What is asked. Reproduce every line of the records below verbatim, leaving out the pictures.

(Image segmentation entries)

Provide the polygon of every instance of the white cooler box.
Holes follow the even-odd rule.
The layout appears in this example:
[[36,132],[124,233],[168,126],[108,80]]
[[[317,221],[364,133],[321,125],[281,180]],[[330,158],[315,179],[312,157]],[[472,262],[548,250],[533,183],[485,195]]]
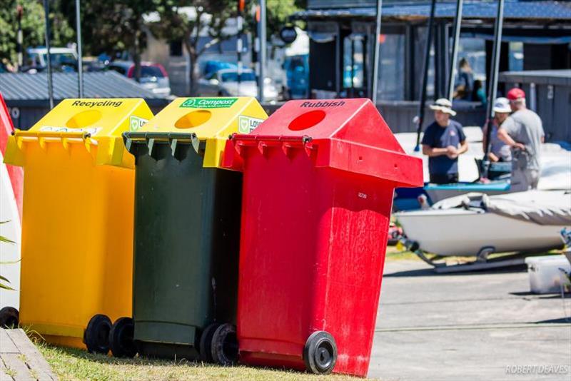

Final result.
Provide the polygon of every instance of the white cooler box.
Holes follow the even-odd rule.
The layout appears in this example:
[[36,132],[124,233],[168,126],[108,80]]
[[[317,221],[364,133],[321,125],[281,180]],[[330,158],[315,179],[312,157]],[[472,262],[548,250],[533,183],[485,195]]]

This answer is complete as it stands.